Do this>
Omit the images, then print each record below exactly as it reads.

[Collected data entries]
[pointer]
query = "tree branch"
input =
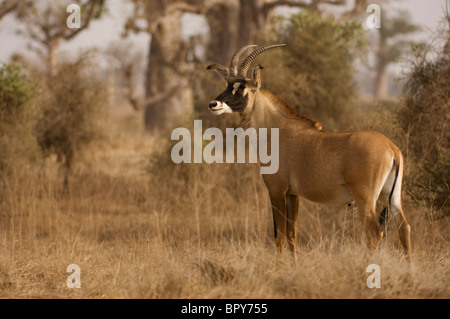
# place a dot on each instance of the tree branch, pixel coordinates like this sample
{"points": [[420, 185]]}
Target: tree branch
{"points": [[96, 6]]}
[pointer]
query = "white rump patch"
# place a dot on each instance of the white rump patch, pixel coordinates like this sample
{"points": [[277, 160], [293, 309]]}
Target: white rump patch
{"points": [[220, 108], [236, 87]]}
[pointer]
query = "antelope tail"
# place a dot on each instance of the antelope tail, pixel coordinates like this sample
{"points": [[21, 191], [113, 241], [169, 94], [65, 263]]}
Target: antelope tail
{"points": [[382, 219]]}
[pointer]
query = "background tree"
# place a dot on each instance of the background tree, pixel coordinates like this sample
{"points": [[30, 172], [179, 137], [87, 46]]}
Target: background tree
{"points": [[314, 72]]}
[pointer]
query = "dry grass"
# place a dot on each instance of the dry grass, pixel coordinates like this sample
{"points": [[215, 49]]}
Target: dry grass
{"points": [[191, 232]]}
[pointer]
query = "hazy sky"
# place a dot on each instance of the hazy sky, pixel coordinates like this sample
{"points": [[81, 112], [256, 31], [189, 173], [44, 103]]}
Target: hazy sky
{"points": [[426, 13]]}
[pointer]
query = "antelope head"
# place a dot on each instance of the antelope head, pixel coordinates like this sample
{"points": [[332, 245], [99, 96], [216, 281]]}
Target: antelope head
{"points": [[240, 92]]}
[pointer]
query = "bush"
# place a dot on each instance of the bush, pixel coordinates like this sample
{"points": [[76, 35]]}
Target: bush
{"points": [[17, 142], [425, 118], [314, 72]]}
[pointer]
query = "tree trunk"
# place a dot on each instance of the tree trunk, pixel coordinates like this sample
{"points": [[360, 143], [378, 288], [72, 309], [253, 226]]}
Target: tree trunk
{"points": [[167, 84]]}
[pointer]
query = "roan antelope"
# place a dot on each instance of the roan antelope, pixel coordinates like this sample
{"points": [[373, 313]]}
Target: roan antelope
{"points": [[325, 167]]}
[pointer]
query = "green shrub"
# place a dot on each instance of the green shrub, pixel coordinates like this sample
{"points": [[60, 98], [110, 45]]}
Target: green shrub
{"points": [[314, 72], [17, 142]]}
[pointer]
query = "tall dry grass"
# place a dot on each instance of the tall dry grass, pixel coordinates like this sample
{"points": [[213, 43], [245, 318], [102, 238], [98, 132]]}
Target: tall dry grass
{"points": [[141, 229]]}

Expected answer>
[pointer]
query = "tree branch"
input =
# place a dot on each instance of the tree branch, pixel coordinates like this sample
{"points": [[420, 185]]}
Target: tree branch
{"points": [[96, 6]]}
[pointer]
query = "white rump patch"
# place a dot on each instance of the white rump patch, pixel coordinates like this sample
{"points": [[277, 160], [293, 309]]}
Target: white rump patch
{"points": [[220, 108], [236, 87]]}
[pointer]
query = "antelope tail"
# place a dot on each instance of the antelope tail, pixel coordinates like this sample
{"points": [[21, 191], [113, 241], [169, 94], [65, 263]]}
Target: antelope tail
{"points": [[382, 219]]}
[pointer]
query = "background tree"
# place a dot on each instance of the background tree, pixel coordinates like this sample
{"points": [[30, 172], [179, 137], [87, 46]]}
Target: background tree
{"points": [[314, 72]]}
[pointer]
query = "dry grass"
# place a dot on each instance of the dry grass, pixel coordinates like this sample
{"points": [[215, 49]]}
Target: dry grass
{"points": [[191, 232]]}
[pointer]
query = "hazy sky"
# place a dot on each instance of the hazy sky, pixel coordinates like this sample
{"points": [[81, 112], [256, 31], [189, 173], [44, 103]]}
Target: hazy sky
{"points": [[426, 13]]}
[pointer]
query = "antelope head"
# place a dot on each instance of the antelope head, pixel coordinates like this sample
{"points": [[332, 245], [99, 96], [216, 281]]}
Target: antelope head
{"points": [[240, 92]]}
[pointer]
query = "bush"
# place a dot on each instance of the bush, pixel coordinates like this sample
{"points": [[76, 35]]}
Target: bush
{"points": [[17, 142], [425, 118], [314, 72]]}
[pointer]
query = "tree trunk"
# place a dot on each instance of the tree trunk, pixel coordinates like this sample
{"points": [[360, 143], [378, 288], [72, 309], [253, 226]]}
Target: tree trunk
{"points": [[167, 84]]}
[pointer]
query = "roan antelope"
# place a dot on each instance of the roan antelope, pixel coordinates like this sample
{"points": [[373, 313]]}
Target: roan antelope
{"points": [[325, 167]]}
[pointer]
query = "green shrub"
# place a dot on each instance of the green shrub, pixel coordinates like this sample
{"points": [[60, 98], [110, 45]]}
Target: green shrub
{"points": [[314, 72], [17, 142]]}
[pointer]
query = "tall dry grass"
# place a dot on each instance of the tall dry grass, pixel coordinates like this sample
{"points": [[213, 43], [245, 318], [102, 238], [98, 132]]}
Target: tall dry grass
{"points": [[141, 229]]}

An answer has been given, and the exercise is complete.